----- PAGE TEXT

Random forests and gradient-boosted trees produce a feature-importance score as a byproduct of training. The classical score is mean decrease in impurity (MDI): for each feature, sum the impurity reductions at splits that use that feature, averaged across trees. MDI is fast and free but has a well-known bias toward high-cardinality features (a categorical with many unique values has more opportunities to split). The more reliable alternative is permutation importance: for each feature, measure how much the model's score drops when that feature's values are randomly shuffled. Permutation importance is model-agnostic, has no cardinality bias, and is the modern default. Scikit-learn exposes it as permutation_importance.
The state of the art in model-specific feature attribution is SHAP (Lundberg & Lee 2017, A Unified Approach to Interpreting Model Predictions). SHAP values are the game-theoretic Shapley values applied to features, decomposing each prediction into feature contributions that sum to the prediction's deviation from the mean. Mean absolute SHAP values across a dataset give a principled feature-importance ranking that respects feature interactions and is consistent in a well-defined axiomatic sense. The shap library provides fast computations for tree models (TreeSHAP, an exact polynomial-time algorithm for ensemble trees), kernel-based approximations for arbitrary models, and deep-network-specific variants. SHAP has effectively replaced MDI and permutation importance as the default in serious production ML reporting.

----------
----- RECORDS

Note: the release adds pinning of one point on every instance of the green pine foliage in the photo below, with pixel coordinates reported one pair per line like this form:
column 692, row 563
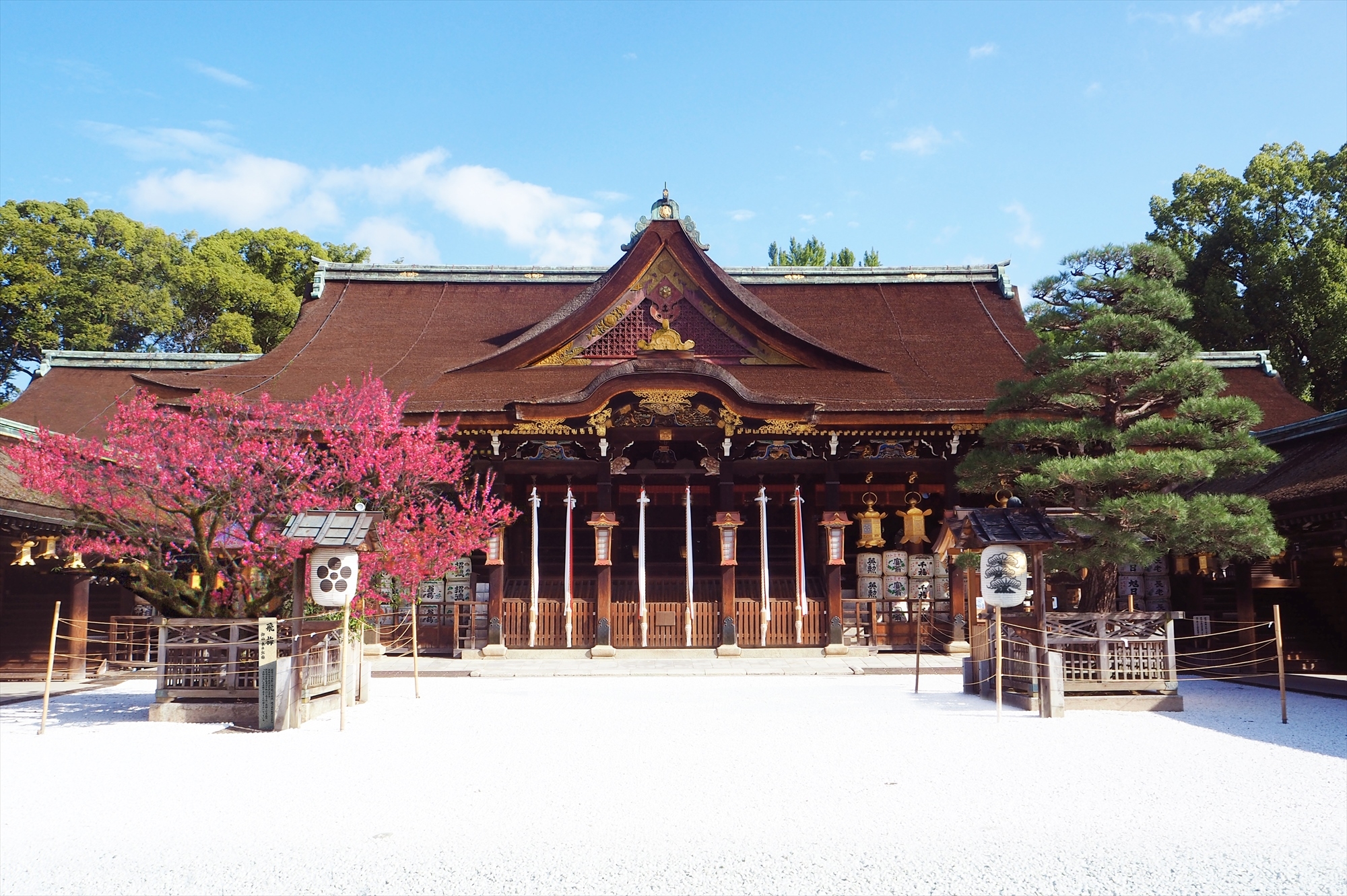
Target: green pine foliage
column 99, row 281
column 1121, row 421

----------

-- WHAT IS REQUIRED --
Rewrite the feature-importance text, beginning at the words "Random forests and" and stopping after "it as permutation_importance.", with "impurity importance" in place of each "MDI".

-- FINISHED TASK --
Random forests and gradient-boosted trees produce a feature-importance score as a byproduct of training. The classical score is mean decrease in impurity (impurity importance): for each feature, sum the impurity reductions at splits that use that feature, averaged across trees. impurity importance is fast and free but has a well-known bias toward high-cardinality features (a categorical with many unique values has more opportunities to split). The more reliable alternative is permutation importance: for each feature, measure how much the model's score drops when that feature's values are randomly shuffled. Permutation importance is model-agnostic, has no cardinality bias, and is the modern default. Scikit-learn exposes it as permutation_importance.